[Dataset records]
*-*-*
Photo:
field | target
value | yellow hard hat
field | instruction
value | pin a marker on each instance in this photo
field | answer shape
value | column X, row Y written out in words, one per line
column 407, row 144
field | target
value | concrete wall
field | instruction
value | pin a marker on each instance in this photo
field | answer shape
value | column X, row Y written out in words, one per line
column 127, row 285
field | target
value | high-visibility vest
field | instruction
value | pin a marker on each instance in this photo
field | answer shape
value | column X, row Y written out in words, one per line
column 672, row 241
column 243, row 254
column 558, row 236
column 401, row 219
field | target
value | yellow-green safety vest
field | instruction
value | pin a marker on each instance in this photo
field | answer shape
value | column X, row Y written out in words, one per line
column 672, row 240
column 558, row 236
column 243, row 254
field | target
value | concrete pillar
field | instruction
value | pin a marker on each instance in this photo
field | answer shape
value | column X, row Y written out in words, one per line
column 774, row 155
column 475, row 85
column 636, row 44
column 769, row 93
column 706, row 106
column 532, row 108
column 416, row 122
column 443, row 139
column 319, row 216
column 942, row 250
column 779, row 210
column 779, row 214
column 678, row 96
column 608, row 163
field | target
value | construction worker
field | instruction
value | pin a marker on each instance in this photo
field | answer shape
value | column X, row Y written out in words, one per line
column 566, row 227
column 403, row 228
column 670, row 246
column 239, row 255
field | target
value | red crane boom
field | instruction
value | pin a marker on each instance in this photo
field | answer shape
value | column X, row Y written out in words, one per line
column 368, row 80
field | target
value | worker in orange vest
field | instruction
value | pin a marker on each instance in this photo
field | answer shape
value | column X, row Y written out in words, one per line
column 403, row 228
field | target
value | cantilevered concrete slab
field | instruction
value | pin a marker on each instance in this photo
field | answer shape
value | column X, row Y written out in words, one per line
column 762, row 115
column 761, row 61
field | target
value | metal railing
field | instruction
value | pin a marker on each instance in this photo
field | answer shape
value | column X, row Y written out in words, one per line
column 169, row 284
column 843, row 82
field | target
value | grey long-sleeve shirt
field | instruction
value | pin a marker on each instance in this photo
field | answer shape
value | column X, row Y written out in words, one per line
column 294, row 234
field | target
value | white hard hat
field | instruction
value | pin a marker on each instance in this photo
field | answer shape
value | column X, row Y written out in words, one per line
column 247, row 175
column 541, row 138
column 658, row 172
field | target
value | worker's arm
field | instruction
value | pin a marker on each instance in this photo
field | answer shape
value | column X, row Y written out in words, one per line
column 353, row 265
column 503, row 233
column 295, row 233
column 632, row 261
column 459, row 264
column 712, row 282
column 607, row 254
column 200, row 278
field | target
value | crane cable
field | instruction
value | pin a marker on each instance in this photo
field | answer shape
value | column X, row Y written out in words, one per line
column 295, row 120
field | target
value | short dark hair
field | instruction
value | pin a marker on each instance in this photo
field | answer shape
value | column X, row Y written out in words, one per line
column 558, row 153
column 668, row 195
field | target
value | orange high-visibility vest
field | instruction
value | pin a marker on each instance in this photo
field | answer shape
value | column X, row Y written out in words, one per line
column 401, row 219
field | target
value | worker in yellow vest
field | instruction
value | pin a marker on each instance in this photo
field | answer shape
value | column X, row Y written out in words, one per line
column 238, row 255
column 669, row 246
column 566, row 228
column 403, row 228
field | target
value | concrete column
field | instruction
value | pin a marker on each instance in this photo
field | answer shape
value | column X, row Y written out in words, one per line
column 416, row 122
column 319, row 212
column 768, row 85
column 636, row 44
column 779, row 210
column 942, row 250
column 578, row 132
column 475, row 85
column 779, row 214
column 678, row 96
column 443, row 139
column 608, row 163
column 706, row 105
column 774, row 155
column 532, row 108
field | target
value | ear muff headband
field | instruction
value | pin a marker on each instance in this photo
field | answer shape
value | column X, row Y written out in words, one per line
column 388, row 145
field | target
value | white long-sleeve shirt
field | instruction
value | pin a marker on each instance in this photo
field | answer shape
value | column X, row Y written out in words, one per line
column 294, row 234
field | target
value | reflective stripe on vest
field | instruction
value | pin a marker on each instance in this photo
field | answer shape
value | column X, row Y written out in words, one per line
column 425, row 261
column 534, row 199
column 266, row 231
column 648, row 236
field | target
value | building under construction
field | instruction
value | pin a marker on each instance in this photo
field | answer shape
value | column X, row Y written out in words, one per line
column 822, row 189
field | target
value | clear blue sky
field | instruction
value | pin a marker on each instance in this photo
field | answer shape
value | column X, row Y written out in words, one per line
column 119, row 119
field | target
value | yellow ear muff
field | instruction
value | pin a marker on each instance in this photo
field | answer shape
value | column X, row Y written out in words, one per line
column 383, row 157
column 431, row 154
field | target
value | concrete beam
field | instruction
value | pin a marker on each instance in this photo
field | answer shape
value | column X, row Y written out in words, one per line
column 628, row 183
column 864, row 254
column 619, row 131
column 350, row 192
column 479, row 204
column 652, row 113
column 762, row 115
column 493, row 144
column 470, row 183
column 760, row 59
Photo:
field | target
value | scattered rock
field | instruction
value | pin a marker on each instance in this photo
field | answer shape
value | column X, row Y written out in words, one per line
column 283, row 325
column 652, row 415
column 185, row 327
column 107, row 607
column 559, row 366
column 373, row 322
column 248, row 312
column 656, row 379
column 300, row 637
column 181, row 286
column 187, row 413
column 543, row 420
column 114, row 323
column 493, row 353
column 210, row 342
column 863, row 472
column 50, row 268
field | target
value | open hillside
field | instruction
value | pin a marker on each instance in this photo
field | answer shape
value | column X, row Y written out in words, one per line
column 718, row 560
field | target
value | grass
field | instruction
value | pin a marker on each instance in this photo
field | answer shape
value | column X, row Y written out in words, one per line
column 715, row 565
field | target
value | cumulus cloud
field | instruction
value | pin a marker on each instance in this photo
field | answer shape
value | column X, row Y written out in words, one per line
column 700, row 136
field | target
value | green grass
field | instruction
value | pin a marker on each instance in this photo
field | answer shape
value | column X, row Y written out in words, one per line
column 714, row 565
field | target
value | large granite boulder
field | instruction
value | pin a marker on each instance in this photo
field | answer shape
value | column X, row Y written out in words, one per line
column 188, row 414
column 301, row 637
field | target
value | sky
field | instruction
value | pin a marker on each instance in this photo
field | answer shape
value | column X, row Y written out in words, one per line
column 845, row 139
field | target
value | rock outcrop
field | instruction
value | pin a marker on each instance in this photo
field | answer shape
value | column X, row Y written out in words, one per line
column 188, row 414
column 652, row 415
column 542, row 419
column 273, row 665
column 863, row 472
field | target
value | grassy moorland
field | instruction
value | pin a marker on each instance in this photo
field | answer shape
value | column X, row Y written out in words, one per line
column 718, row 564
*-*-*
### Exercise
Reproduce all of the material above line for line, changing nothing.

### Exercise answer
Photo:
field | target
value | yellow hard hat
field | instruction
value | pin a marker on each instance in this photo
field | answer shape
value | column X, row Y written out in words, one per line
column 407, row 144
field | target
value | concrete wall
field | instruction
value | pin a marker on each instance in this photo
field | answer shape
value | column X, row Y written out in words, one per line
column 127, row 285
field | target
value | high-visibility vest
field | instruction
value | pin a marker on each instance in this photo
field | answer shape
value | column X, row Y written out in words, one per line
column 672, row 241
column 243, row 254
column 558, row 236
column 401, row 219
field | target
value | yellow-green safety vest
field | instruction
value | pin a marker on each instance in this photo
field | answer shape
value | column X, row Y written out in words, one per line
column 672, row 240
column 558, row 236
column 243, row 254
field | target
value | concrete pillar
field | instruction
value | pin a marker on each instance in this photo
field | answer shape
value | column X, row Y written out in words, one per line
column 774, row 155
column 475, row 85
column 636, row 44
column 769, row 93
column 706, row 106
column 532, row 108
column 416, row 122
column 443, row 139
column 319, row 216
column 942, row 250
column 779, row 210
column 779, row 214
column 678, row 96
column 608, row 163
field | target
value | construction worker
field | instruction
value | pin a marker on each instance in this photo
field | answer shape
value | column X, row Y written out in words, one per line
column 566, row 227
column 403, row 228
column 670, row 246
column 239, row 255
field | target
value | red crane boom
field | instruction
value | pin a marker on each instance in this photo
field | answer shape
value | column X, row Y written out in words, one per line
column 368, row 80
field | target
value | worker in orange vest
field | instruction
value | pin a marker on each instance in this photo
field | answer shape
value | column X, row Y written out in words, one per line
column 403, row 228
field | target
value | cantilevered concrete slab
field | instruction
value | pin a marker on each instance in this photo
field | answer shape
value | column X, row Y written out in words, one per line
column 762, row 115
column 761, row 61
field | target
value | metal railing
field | instruction
value | pin a marker on each instance in this photo
field | answer shape
value | column X, row Y written out in words, one per line
column 169, row 284
column 843, row 82
field | target
value | grey long-sleeve shirt
field | instruction
value | pin a marker on each instance in this photo
field | answer shape
value | column X, row Y written out in words, one per line
column 294, row 234
field | target
value | white hard hat
field | instruction
value | pin a marker on each instance in this photo
field | answer shape
value | column X, row Y written out in words, one per line
column 247, row 175
column 541, row 138
column 658, row 172
field | target
value | worker's arm
field | instruction
value | pin a marker on each instance in this photo
field | answer shape
value | column X, row Y written out in words, one per line
column 353, row 265
column 503, row 233
column 295, row 233
column 632, row 261
column 459, row 264
column 712, row 282
column 607, row 254
column 200, row 278
field | target
value | crane cable
field | instruction
value | pin a marker on each instance in this photo
field | answer shape
value | column X, row Y written out in words, one per line
column 295, row 120
field | target
value | short dark hair
field | instruction
value | pin a marker on each instance in this photo
field | answer shape
value | column X, row Y written out in words, one per line
column 558, row 153
column 668, row 195
field | target
value | orange high-visibility vest
field | instruction
value | pin a marker on each instance in this photo
field | answer shape
value | column X, row Y written out in words, one per line
column 401, row 219
field | target
value | worker in yellow vest
field | instruction
value | pin a marker on each instance in this photo
field | answer shape
value | column X, row Y written out in words, one per line
column 238, row 255
column 669, row 246
column 566, row 228
column 403, row 228
field | target
value | concrete column
field | instruction
value | pin a marker on each instance in this photo
field | answer shape
value | column X, row Y written out in words, one per line
column 416, row 122
column 319, row 212
column 768, row 85
column 636, row 44
column 779, row 210
column 942, row 250
column 578, row 132
column 475, row 85
column 779, row 214
column 678, row 96
column 443, row 139
column 608, row 163
column 706, row 105
column 774, row 155
column 532, row 108
field | target
value | ear muff headband
field | instruction
value | pin a marker on each instance in this photo
field | answer shape
value | column X, row Y written out in words, one per line
column 388, row 145
field | target
value | white long-sleeve shirt
field | instruction
value | pin a marker on each instance in this photo
field | answer shape
value | column X, row Y written out in words, one per line
column 294, row 234
field | target
value | reflective stripe on vest
field | instruction
value | pin a marker on each instance in this photo
field | answer shape
value | column X, row Y written out in words, one per line
column 425, row 261
column 534, row 199
column 266, row 231
column 648, row 236
field | target
value | building under construction
field | instruction
value | pin a marker on each instance in this photo
field | answer shape
value | column X, row Y written out in words, one per line
column 822, row 189
field | target
value | clear blue sky
field | instruction
value | pin a marker on each instance in this photo
field | answer shape
value | column X, row Y written out in words, one per line
column 119, row 119
field | target
value | yellow ear muff
field | instruction
value | pin a marker on each instance in this photo
field | answer shape
value | column X, row Y written out in words, one per line
column 383, row 157
column 431, row 154
field | target
value | concrete beam
field | instruction
value | pin a marker on each instance in this photo
field | answer shape
value | column X, row Y written out in words, one per line
column 628, row 183
column 864, row 254
column 619, row 131
column 350, row 192
column 479, row 204
column 652, row 113
column 762, row 115
column 493, row 144
column 470, row 183
column 760, row 59
Photo:
field | target
value | scattered rock
field | instruction
value | pin a marker on each instance in this photo
field | answer shape
value | column X, row Y written out in words, one per line
column 283, row 325
column 652, row 415
column 185, row 327
column 107, row 607
column 559, row 366
column 373, row 322
column 248, row 312
column 656, row 379
column 300, row 637
column 181, row 286
column 187, row 413
column 543, row 420
column 114, row 323
column 493, row 353
column 210, row 342
column 863, row 472
column 50, row 268
field | target
value | open hillside
field | instruction
value | pin a marker on each instance in this photo
field | answer shape
value | column X, row Y written out in words, one per line
column 718, row 560
field | target
value | grass
field | instruction
value | pin a marker on each instance in this photo
field | answer shape
value | column X, row Y written out in words, one per line
column 715, row 565
field | target
value | cumulus cloud
field | instruction
value | pin a marker on each instance in this photo
field | answer shape
value | column X, row Y written out in words, one per line
column 700, row 136
field | target
value | green grass
field | instruction
value | pin a marker on each instance in this photo
field | answer shape
value | column X, row Y written out in words, one per line
column 714, row 565
field | target
value | large granite boulder
field | instruction
value | pin a marker on each instance in this photo
field | answer shape
value | column X, row Y written out in words, one per line
column 188, row 414
column 301, row 637
field | target
value | sky
field | instruction
value | pin a marker on each instance in this photo
field | answer shape
value | column X, row Y written out in words, one per line
column 845, row 139
field | target
value | rock outcrop
field | instruction
value | pin a marker on each instance in this photo
field | answer shape
value | column X, row Y written out in words, one per line
column 188, row 414
column 652, row 415
column 542, row 419
column 273, row 665
column 863, row 472
field | target
value | grassy moorland
field | instruction
value | pin a marker on each instance in this photo
field | answer shape
value | column X, row Y written out in words, one per line
column 718, row 564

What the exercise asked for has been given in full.